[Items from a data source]
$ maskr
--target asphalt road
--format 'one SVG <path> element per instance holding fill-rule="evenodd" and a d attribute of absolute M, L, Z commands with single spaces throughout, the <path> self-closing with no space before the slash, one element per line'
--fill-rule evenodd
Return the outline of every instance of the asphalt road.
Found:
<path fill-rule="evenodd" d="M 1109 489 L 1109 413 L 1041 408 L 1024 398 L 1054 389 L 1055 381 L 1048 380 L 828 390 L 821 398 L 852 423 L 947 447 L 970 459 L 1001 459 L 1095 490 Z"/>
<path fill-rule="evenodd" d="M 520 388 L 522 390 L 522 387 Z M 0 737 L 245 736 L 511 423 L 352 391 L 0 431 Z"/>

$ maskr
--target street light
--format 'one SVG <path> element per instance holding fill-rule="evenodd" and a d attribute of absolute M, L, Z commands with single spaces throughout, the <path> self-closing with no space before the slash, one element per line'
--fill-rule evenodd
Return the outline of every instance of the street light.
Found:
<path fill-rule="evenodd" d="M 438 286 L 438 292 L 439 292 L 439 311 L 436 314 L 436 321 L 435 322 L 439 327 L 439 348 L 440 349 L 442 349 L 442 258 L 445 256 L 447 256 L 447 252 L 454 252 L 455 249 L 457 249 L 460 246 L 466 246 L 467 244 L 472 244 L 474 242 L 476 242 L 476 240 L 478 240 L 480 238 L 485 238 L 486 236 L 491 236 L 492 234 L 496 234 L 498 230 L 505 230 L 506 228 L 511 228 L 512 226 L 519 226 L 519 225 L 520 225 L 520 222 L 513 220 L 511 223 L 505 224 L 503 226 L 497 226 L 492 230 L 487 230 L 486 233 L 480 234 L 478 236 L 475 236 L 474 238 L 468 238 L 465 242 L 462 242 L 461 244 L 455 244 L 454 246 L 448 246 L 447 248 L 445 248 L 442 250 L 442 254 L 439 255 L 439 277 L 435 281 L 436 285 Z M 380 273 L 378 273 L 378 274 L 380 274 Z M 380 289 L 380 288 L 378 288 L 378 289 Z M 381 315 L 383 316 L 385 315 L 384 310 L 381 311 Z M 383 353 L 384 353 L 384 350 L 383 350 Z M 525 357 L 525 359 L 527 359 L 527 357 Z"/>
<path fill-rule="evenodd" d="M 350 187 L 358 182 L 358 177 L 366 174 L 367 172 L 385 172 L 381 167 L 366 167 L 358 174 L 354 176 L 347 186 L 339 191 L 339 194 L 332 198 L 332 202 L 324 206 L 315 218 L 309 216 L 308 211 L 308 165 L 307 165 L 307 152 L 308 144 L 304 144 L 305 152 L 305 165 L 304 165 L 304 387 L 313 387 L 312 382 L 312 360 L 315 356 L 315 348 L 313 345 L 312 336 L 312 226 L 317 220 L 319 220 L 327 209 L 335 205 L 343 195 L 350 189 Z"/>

— Directions for this task —
Count the lines in the listing above that contain the string "target", treating case as significant. Reply with the number only.

— Solution below —
2